# Requirement
Each entry needs to be repeated exactly, with nothing added or removed.

<<<<

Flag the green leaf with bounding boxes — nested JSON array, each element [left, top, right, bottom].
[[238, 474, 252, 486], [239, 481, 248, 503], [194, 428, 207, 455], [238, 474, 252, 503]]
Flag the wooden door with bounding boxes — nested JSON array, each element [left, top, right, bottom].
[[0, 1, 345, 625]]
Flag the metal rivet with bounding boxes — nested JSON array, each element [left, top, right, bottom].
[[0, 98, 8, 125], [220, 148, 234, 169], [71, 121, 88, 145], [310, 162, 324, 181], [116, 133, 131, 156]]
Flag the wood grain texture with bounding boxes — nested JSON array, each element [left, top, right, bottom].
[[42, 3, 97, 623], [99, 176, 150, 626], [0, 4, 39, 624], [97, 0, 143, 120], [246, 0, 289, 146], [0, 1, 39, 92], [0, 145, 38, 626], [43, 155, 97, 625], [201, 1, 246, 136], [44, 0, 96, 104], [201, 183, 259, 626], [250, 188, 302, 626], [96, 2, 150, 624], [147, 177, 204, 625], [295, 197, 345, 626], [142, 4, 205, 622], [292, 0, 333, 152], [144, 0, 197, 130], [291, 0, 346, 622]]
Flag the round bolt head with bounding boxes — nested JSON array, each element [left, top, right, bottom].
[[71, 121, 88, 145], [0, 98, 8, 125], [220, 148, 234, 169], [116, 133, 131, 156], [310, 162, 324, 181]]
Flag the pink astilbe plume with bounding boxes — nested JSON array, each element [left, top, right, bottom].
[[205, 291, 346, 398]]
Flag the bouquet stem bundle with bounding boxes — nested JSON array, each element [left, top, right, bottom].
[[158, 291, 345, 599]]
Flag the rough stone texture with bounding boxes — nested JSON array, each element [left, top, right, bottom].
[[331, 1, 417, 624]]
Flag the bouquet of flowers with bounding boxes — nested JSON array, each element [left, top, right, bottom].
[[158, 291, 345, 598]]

>>>>

# Solution for this task
Flag the green leaf with bounding boxes — nested JSON array, each element [left, top, right, bottom].
[[238, 474, 252, 486], [239, 481, 248, 503], [194, 428, 207, 455], [238, 474, 252, 503]]
Flag the wooden door with bounding boxes — nested JSON array, each element [left, top, right, bottom].
[[0, 1, 345, 625]]
Flag the metal rivet with bounding boxes — nested JSON array, each element [left, top, right, bottom].
[[0, 98, 8, 125], [220, 148, 234, 169], [71, 121, 88, 145], [310, 162, 324, 181], [116, 133, 131, 156]]
Flag the wood grain texture with bounding boxes — nested JSON array, each element [left, top, right, bottom].
[[42, 3, 97, 623], [99, 176, 150, 626], [0, 4, 39, 624], [97, 0, 143, 120], [246, 0, 289, 146], [0, 1, 39, 92], [0, 145, 38, 626], [43, 155, 97, 625], [201, 1, 246, 136], [44, 0, 96, 104], [201, 183, 259, 626], [250, 188, 302, 626], [96, 2, 150, 624], [147, 177, 204, 625], [295, 197, 345, 626], [142, 4, 205, 622], [292, 0, 333, 152], [144, 0, 197, 130], [291, 0, 346, 622]]
Flag the round bolt head with bounding boxes — nested JSON array, each element [left, top, right, bottom].
[[71, 121, 88, 145], [0, 98, 8, 125], [220, 148, 234, 169], [116, 133, 131, 156], [310, 162, 324, 181]]
Flag the pink astilbe plume with bounding boxes — nested JSON array, each element [left, top, right, bottom].
[[205, 291, 346, 398]]
Flag the bouquet stem bundle with bounding boxes — nested JSON array, each element [left, top, right, bottom].
[[158, 291, 345, 599]]
Flag the rough stone texture with bounding boxes — nested JSON array, each element [left, top, right, bottom].
[[331, 1, 417, 624]]
Flag the bouquet of flowers with bounding boxes — nested JSON array, each element [left, top, right, bottom].
[[158, 291, 345, 598]]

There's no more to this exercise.